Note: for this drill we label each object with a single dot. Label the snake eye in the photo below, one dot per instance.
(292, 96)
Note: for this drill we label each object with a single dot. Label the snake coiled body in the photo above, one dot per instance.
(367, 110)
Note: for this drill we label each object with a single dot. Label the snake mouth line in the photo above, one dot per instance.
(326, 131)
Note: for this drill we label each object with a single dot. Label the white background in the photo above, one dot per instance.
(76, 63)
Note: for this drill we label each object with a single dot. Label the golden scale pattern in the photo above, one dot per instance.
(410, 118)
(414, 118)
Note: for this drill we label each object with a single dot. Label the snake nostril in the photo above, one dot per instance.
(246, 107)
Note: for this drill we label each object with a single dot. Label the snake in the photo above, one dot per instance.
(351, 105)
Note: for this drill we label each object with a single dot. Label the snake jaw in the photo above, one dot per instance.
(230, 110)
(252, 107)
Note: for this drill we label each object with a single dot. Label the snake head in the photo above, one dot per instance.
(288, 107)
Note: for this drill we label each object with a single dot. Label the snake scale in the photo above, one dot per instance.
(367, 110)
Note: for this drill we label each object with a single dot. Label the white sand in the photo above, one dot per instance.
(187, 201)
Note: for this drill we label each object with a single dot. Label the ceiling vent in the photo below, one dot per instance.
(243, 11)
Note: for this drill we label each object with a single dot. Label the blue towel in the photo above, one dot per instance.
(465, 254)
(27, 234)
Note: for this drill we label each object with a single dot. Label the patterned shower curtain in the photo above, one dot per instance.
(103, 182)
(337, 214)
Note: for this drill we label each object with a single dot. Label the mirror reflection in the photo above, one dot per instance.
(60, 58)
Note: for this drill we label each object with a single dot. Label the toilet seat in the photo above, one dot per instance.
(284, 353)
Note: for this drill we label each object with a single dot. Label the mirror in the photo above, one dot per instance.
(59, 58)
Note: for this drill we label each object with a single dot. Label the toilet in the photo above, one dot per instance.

◇ ◇ ◇ ◇ ◇

Instructions for the task >> All of the data shown above must be copied exactly.

Output of the exercise >>
Note: for this drill we label each object with a single dot. Label the snake eye in the photo below, one dot per instance.
(292, 96)
Note: for this drill we label each object with a single dot. Label the snake coiled body in the photo above, one dot per instance.
(367, 110)
Note: for this drill we label each object with a single dot. Label the snake mouth line in the photo above, one dot per instance.
(326, 131)
Note: for this drill we label each object with a single dot. Label the white background in the photo above, one dot per instance.
(76, 63)
Note: for this drill we label each object with a single dot. Label the golden scale pattern in the photo above, one dot per instance.
(410, 118)
(414, 118)
Note: for this drill we label each object with a single dot. Label the snake nostril in the photo above, one dot per instance.
(246, 107)
Note: for this drill we label each object with a single dot. Label the snake in the photo above, one dot per instance.
(351, 105)
Note: for this drill we label each object with a single dot. Label the snake jaw in the photo above, one dot per instance.
(230, 110)
(252, 107)
Note: for this drill we label each object with a single dot. Label the snake head in the photo above, one dot per instance.
(288, 107)
Note: for this drill we label each object with a single dot. Label the snake scale in the photo above, one dot per instance.
(367, 110)
Note: for this drill we label each object with a single dot. Label the white sand in the photo above, one dot per instance.
(187, 201)
Note: for this drill we label each object with a single dot. Label the ceiling vent in the photo below, one dot per instance.
(243, 11)
Note: for this drill we label each object with a single dot. Label the blue towel in the photo above, one dot per instance.
(465, 254)
(27, 234)
Note: for this drill we label each object with a single dot. Label the patterned shower curtain in the photo above, one dot per instance.
(103, 182)
(337, 214)
Note: for this drill we label each object with a single dot. Label the mirror reflection in the photo above, one dot per instance.
(60, 58)
Note: for this drill we label each object with a single dot. Label the toilet seat in the photo above, one dot per instance.
(284, 353)
Note: for this drill we label each object with a single dot. Label the mirror in the photo above, one dot per instance.
(59, 58)
Note: for this drill we label each object with a single dot. Label the toilet in the photo above, one dot per instance.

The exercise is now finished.